REQUIREMENT — Print the entries below, unchanged, starting with the line that contains "Where can you see the field" and going on through the line that contains "column 64, row 118", with both of those lines included. Leave out every line outside that span.

ENTRIES SHOWN —
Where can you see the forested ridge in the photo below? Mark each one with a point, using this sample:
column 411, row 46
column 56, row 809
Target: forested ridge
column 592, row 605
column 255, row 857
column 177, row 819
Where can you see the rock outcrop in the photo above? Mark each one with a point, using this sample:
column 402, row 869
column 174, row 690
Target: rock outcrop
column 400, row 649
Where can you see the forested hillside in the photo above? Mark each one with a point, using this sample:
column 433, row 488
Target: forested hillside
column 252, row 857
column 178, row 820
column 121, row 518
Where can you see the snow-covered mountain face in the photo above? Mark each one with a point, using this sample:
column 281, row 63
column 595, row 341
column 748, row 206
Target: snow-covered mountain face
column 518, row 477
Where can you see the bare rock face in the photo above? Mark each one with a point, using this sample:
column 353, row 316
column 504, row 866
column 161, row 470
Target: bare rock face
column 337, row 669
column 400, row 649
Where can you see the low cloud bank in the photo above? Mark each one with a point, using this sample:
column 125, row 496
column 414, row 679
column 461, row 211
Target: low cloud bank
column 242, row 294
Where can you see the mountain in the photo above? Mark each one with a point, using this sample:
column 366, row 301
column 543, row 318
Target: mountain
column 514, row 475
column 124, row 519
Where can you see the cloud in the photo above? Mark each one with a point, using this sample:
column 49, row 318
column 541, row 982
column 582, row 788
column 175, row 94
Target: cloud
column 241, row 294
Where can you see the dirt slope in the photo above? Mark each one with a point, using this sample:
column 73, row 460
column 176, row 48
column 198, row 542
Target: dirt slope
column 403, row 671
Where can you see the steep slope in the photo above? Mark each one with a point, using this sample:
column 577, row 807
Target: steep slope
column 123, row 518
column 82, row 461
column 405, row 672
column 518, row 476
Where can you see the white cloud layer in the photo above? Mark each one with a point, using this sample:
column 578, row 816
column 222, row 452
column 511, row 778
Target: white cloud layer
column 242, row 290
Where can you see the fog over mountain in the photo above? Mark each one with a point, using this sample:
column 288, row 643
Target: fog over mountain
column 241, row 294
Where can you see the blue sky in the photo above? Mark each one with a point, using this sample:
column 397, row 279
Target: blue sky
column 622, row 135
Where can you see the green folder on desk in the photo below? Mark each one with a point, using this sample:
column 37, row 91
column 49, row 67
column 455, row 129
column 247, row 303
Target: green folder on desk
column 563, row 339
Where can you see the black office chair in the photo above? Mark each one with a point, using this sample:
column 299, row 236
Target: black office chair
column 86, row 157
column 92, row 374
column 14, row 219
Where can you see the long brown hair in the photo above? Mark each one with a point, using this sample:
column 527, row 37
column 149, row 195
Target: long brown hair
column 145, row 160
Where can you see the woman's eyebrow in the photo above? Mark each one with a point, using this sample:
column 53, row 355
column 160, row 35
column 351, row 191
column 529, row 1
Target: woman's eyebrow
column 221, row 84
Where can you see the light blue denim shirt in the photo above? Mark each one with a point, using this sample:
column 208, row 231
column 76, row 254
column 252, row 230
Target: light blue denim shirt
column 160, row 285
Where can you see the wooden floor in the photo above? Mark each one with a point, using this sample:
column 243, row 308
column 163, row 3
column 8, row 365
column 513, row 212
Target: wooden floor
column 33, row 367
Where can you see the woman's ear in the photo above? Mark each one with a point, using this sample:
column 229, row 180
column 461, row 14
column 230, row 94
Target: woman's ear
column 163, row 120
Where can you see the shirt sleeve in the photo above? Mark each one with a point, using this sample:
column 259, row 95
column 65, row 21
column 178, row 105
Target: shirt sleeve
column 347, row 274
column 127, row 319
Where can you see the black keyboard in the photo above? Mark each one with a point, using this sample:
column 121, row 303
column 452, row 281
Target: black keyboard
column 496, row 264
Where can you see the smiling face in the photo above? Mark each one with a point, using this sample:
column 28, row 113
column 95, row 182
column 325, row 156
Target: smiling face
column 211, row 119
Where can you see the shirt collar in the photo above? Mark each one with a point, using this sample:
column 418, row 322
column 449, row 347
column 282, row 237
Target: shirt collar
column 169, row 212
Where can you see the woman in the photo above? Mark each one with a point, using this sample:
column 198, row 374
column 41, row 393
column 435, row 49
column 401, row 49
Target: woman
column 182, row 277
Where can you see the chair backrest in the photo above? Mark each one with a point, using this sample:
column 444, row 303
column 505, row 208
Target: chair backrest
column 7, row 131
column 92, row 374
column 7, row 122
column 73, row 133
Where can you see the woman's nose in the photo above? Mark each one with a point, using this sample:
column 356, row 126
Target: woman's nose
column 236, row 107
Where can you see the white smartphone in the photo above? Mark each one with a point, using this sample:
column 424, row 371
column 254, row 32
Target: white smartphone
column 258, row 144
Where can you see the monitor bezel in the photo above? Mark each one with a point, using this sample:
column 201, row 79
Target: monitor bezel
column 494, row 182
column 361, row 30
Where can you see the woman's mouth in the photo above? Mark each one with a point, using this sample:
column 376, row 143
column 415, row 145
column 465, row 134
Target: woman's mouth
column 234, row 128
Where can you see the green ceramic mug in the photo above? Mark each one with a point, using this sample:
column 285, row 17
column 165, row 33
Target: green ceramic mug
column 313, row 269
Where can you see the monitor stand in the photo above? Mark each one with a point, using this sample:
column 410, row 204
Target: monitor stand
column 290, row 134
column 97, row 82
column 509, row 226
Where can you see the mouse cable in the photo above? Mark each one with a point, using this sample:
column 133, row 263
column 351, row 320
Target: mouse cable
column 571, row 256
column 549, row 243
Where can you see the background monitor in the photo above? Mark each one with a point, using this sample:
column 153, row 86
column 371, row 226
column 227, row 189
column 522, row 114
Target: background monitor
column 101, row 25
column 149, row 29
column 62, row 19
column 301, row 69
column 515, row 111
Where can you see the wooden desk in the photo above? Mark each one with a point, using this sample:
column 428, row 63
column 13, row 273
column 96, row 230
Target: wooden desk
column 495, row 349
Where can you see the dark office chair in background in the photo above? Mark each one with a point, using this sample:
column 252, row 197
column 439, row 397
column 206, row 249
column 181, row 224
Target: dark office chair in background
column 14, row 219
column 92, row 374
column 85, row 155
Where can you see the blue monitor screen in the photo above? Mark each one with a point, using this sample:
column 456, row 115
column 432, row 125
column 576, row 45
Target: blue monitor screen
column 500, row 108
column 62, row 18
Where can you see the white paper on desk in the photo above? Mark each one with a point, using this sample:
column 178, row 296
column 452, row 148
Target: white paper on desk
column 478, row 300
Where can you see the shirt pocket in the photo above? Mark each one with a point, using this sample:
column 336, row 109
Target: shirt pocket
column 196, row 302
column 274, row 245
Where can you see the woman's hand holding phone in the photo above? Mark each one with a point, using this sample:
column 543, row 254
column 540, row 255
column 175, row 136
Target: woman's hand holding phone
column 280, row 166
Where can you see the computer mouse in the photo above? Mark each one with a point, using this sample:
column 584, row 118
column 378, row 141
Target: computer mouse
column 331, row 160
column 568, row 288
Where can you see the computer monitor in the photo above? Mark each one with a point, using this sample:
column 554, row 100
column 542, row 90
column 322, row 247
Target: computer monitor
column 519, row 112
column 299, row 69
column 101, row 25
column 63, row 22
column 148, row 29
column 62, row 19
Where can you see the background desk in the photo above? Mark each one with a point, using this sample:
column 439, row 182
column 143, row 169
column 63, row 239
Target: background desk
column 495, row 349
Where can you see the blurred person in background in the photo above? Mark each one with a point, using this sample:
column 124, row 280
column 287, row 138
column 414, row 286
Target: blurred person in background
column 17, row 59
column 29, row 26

* * *

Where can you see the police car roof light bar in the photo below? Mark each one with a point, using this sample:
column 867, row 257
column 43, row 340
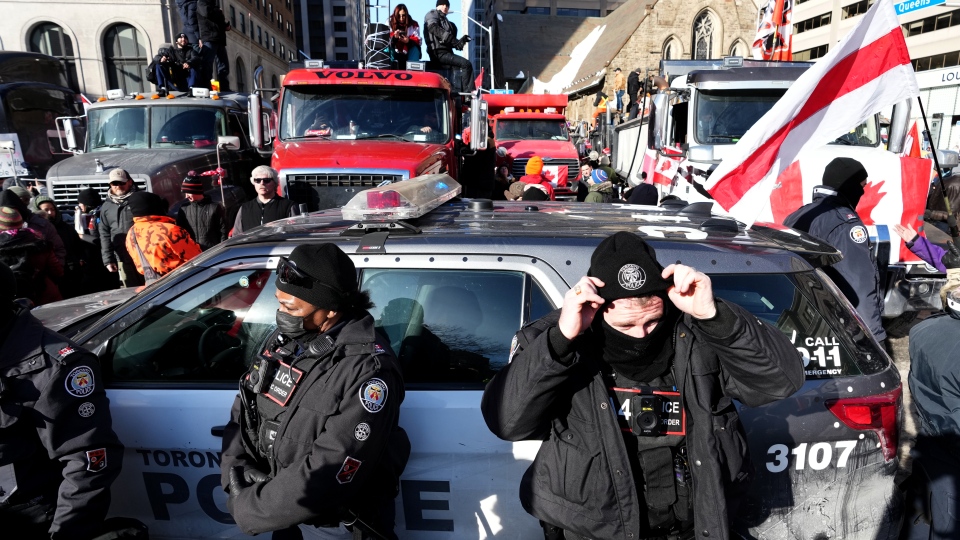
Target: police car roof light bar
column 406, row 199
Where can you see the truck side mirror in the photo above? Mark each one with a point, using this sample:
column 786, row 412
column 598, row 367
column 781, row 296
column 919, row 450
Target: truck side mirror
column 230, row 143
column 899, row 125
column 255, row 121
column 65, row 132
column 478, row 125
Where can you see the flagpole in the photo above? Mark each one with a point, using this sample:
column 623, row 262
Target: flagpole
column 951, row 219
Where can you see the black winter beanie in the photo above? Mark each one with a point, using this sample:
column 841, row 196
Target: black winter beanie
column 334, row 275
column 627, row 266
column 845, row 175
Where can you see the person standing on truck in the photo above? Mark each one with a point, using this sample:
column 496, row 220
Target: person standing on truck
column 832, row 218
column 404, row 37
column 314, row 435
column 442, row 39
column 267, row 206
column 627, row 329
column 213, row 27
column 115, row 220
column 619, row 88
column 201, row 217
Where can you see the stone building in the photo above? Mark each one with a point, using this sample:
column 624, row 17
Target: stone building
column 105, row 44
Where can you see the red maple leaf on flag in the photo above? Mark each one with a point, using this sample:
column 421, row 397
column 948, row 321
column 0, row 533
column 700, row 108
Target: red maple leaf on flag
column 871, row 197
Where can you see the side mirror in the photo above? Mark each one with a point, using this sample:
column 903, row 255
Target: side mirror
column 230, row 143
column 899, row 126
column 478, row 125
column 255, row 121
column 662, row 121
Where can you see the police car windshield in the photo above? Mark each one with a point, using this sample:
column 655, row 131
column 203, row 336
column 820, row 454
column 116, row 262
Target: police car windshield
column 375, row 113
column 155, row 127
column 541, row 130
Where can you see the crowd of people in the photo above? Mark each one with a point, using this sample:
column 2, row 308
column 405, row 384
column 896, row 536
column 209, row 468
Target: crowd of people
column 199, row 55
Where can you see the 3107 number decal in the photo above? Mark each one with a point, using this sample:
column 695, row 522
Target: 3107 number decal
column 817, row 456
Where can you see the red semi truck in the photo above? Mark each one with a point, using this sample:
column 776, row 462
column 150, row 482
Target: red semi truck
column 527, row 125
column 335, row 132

---

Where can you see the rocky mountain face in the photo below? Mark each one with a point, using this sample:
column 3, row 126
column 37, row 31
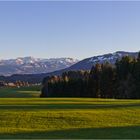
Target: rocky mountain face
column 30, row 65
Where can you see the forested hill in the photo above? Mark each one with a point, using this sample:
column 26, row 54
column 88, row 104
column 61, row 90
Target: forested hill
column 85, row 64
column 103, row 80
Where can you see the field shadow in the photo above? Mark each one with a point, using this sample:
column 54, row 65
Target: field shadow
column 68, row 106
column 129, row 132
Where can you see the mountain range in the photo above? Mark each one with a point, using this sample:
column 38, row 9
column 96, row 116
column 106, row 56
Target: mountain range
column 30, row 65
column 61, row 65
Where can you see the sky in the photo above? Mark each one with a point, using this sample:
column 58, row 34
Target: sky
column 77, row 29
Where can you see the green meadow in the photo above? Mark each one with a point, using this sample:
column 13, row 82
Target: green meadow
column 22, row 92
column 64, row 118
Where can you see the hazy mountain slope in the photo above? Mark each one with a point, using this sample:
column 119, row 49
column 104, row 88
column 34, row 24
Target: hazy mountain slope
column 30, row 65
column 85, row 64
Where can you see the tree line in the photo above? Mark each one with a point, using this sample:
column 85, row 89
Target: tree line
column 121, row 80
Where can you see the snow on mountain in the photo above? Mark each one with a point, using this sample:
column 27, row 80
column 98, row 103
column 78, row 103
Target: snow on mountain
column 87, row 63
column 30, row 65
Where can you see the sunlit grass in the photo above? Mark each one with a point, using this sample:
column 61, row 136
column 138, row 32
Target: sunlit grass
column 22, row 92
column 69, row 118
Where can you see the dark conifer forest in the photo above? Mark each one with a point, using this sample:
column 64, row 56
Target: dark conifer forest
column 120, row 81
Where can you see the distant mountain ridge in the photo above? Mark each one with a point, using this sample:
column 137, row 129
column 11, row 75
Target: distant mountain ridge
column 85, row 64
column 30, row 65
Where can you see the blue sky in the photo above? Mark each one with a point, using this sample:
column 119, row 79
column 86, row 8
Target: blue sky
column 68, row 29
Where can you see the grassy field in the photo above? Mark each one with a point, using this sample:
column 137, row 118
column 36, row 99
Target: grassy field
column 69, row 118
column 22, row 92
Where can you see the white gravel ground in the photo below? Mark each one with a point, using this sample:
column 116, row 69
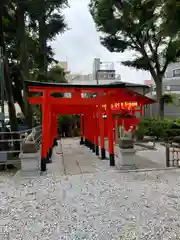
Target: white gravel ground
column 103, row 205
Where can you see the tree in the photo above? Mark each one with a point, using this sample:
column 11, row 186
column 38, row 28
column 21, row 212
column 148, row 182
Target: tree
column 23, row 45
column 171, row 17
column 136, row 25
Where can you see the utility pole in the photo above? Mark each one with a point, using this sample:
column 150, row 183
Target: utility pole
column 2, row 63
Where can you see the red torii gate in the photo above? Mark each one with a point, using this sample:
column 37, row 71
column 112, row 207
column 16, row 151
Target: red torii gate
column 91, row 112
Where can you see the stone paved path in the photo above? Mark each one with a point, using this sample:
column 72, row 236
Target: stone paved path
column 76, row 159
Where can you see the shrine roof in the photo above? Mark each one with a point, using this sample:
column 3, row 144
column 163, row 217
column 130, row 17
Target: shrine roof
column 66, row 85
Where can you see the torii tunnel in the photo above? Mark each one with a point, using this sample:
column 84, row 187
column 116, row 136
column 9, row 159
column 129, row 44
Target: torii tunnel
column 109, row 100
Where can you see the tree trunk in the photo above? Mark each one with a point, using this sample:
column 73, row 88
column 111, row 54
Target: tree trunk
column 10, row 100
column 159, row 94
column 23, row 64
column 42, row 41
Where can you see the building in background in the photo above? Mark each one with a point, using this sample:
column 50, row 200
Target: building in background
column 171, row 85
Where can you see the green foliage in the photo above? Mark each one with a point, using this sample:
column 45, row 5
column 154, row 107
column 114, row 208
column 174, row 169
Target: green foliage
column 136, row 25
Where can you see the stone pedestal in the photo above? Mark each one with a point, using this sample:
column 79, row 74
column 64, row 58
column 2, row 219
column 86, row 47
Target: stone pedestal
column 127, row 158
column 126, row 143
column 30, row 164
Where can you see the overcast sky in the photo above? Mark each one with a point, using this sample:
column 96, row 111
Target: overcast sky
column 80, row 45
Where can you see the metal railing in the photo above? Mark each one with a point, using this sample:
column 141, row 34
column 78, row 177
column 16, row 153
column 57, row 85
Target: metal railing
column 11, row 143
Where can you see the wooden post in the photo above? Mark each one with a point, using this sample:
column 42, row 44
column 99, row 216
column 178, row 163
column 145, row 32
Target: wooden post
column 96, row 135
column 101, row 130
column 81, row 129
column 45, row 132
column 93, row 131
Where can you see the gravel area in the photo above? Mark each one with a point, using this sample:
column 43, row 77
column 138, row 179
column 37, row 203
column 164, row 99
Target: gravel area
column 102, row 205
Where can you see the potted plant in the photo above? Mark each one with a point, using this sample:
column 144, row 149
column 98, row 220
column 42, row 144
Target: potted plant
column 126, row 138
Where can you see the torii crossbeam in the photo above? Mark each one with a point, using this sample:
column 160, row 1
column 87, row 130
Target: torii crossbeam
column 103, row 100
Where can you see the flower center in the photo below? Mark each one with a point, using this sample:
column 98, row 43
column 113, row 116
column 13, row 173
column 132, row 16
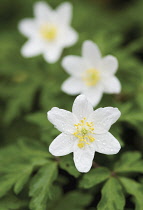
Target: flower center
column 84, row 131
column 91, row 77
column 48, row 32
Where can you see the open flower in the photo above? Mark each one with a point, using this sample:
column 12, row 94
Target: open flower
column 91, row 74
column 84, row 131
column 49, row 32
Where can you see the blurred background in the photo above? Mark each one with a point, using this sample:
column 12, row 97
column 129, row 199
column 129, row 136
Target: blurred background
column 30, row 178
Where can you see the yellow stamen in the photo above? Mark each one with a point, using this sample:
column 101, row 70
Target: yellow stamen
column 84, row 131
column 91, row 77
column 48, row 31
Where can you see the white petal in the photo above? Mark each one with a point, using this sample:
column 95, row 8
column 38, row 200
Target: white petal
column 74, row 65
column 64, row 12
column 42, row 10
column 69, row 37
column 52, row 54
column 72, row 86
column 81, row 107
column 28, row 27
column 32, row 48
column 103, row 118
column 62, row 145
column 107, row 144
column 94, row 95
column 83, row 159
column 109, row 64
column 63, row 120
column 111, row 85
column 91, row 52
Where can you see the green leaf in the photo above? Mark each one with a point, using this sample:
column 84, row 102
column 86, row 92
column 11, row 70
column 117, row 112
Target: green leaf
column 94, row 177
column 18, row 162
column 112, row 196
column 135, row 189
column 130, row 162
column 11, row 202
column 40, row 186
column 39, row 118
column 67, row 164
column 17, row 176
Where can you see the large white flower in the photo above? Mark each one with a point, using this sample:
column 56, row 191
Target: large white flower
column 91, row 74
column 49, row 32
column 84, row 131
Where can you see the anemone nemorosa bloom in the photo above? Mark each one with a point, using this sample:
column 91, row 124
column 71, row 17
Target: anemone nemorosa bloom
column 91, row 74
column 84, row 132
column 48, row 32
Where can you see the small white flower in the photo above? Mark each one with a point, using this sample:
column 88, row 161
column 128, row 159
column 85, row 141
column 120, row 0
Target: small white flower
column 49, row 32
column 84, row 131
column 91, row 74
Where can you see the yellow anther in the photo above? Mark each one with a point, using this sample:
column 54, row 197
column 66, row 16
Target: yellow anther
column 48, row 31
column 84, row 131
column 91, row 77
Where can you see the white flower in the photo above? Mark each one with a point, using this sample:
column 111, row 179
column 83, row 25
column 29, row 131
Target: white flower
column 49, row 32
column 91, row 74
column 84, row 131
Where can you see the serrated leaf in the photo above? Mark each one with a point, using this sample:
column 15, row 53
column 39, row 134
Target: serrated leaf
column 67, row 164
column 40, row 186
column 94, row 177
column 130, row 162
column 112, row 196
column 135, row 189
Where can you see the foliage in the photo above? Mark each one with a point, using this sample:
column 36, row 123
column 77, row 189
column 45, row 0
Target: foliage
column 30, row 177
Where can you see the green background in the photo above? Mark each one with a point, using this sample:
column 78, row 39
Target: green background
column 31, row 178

EXERCISE SOLUTION —
Where can you see the field shadow in the photo above? Mark each one with a point, using this sample:
column 54, row 65
Target: field shadow
column 68, row 106
column 129, row 132
Where can you see the mountain range in the photo above? Mark each one with a point, using this sample:
column 38, row 9
column 96, row 116
column 106, row 56
Target: mountain range
column 30, row 65
column 61, row 65
Where can you see the sky in the photo above? Mark each one with a point, using this sample:
column 58, row 34
Target: sky
column 77, row 29
Where can you see the green meadow in the photo above? Mark each one with a point, using this sample:
column 13, row 82
Target: green meadow
column 22, row 92
column 64, row 118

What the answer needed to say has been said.